◆ Selected passage:
Q Could you comment on how initiatives in the budget will help agencies address recruitment and retention problems, on both civilian and military side?

DIRECTOR DANIELS: Yes, thank you. I hope so. I mean, in the first place, the President is renewing his call for what we call freedom to manage legislation. We believe every department ought to have much more freedom than they do now to go out and get the best people, to reward the people who are really doing a great job, to keep the people that they might lose, because they're topping-out in pay.

And as you know, with a few sort of pilot exceptions, most departments are trapped in a very antique program. Everybody kind of goes up the same amount, almost regardless of how good a job they're doing or how much load they're pulling. So that's the starting point.

But on top of that, there's a new proposal this year which aims to take a significant piece of the generous amount of money set aside for increased pay, and instead of spreading it evenly to everybody, the great worker and the lazy worker alike, to put that at OPM, at the Office of Personnel Management, and invite every department to bring forward a plan to do what you're talking about: to recruit, to retain, and in particular, to pay the excellent performers, the real stars, of which we have so many, what they're really worth.

◆ Set tasks:
(a) In the briefing excerpt, where would the new proposal put a share of the money set aside for increased pay?
(b) Print the stretch of the briefing excerpt from "But on top of" through "they're really worth.".
The material after the briefing excerpt has no connection to it.

◆ Provided material:
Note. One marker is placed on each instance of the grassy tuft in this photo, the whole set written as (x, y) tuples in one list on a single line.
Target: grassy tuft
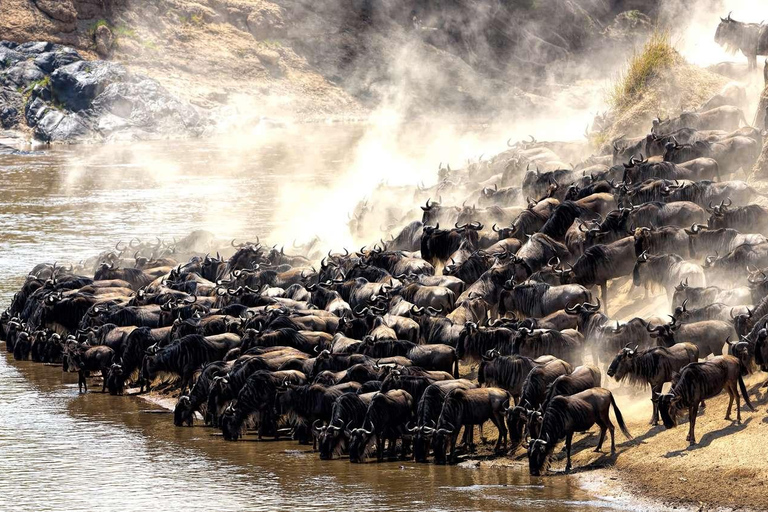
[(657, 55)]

◆ In response:
(a) At the Office of Personnel Management (OPM).

(b)
But on top of that, there's a new proposal this year which aims to take a significant piece of the generous amount of money set aside for increased pay, and instead of spreading it evenly to everybody, the great worker and the lazy worker alike, to put that at OPM, at the Office of Personnel Management, and invite every department to bring forward a plan to do what you're talking about: to recruit, to retain, and in particular, to pay the excellent performers, the real stars, of which we have so many, what they're really worth.